## Work instructions
If a line below contains the string "newspaper", copy it out.

[Records from a collection]
====================
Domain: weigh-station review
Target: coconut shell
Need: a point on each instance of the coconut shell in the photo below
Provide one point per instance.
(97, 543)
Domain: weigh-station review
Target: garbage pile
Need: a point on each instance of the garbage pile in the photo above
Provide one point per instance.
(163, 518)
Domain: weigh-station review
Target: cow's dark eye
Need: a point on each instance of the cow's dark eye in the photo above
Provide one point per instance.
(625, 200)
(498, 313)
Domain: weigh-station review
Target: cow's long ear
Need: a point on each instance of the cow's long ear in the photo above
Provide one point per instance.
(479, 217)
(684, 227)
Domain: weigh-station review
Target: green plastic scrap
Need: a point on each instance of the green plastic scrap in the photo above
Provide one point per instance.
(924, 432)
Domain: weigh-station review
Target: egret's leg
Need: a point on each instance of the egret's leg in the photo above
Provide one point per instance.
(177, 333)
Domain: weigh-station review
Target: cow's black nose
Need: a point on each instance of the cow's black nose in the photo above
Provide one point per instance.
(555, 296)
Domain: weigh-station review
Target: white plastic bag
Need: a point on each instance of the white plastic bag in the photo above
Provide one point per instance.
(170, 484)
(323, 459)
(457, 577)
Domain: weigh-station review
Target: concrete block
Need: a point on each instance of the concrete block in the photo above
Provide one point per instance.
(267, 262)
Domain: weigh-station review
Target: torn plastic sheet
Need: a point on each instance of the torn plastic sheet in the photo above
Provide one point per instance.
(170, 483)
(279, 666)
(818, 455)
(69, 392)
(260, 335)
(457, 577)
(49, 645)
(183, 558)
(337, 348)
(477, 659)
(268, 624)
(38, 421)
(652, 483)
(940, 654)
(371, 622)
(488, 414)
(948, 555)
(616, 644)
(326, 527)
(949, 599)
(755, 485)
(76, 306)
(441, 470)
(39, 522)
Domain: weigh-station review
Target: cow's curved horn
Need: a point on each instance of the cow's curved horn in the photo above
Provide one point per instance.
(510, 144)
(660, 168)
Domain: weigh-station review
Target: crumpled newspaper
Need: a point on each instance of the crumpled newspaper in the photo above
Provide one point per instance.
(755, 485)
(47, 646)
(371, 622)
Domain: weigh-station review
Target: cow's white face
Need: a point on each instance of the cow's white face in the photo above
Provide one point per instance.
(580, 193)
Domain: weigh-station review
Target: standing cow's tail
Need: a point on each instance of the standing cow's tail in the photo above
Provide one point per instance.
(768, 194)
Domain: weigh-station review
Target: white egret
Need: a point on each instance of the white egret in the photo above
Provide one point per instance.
====================
## Answer area
Target: crumpled newspaper
Need: a point on each instance of the crumpled newspaper in the photo above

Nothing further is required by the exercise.